Rows taken from a pointing dataset
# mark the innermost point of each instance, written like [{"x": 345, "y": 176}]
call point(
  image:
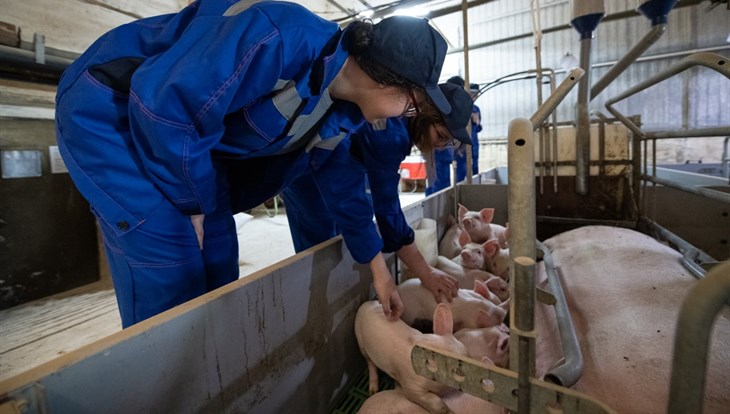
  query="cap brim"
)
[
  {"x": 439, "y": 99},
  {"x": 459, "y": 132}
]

---

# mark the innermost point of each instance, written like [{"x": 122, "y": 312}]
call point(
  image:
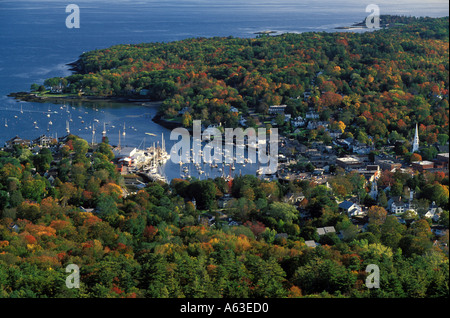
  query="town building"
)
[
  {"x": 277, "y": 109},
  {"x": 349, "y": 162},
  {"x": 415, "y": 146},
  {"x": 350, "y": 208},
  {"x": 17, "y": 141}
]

---

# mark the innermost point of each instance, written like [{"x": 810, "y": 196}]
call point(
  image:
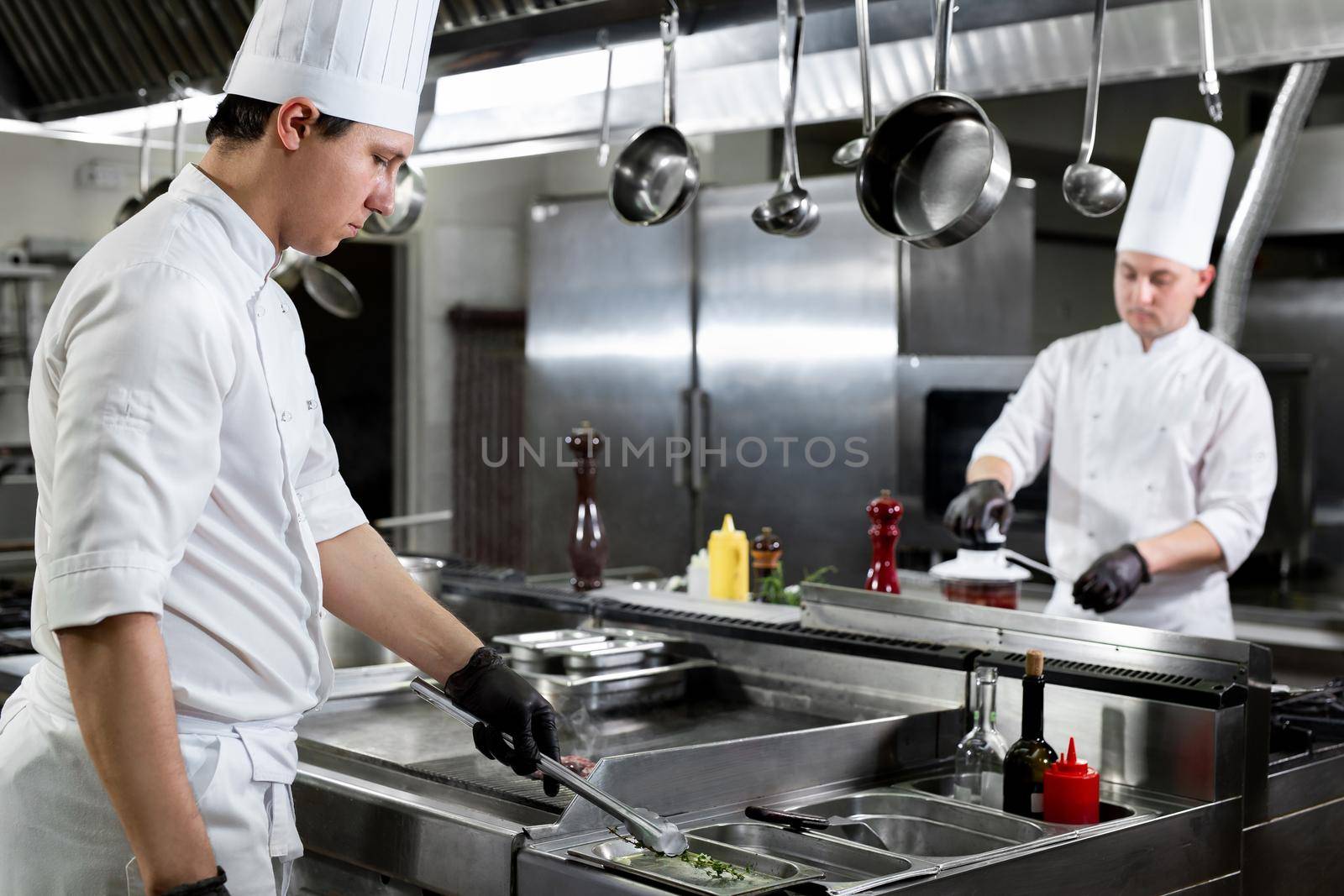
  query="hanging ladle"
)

◆ What this task involves: Report every line in the entries above that contains the word "innermost", copying each such line in full. Treat the match as case-sensitive.

◆ Finished answer:
# mark the innermost point of each instance, written like [{"x": 345, "y": 176}]
# mark the innermost point of each instance, written like [{"x": 122, "y": 312}]
# mark the innermost point of each instance, written like [{"x": 810, "y": 196}]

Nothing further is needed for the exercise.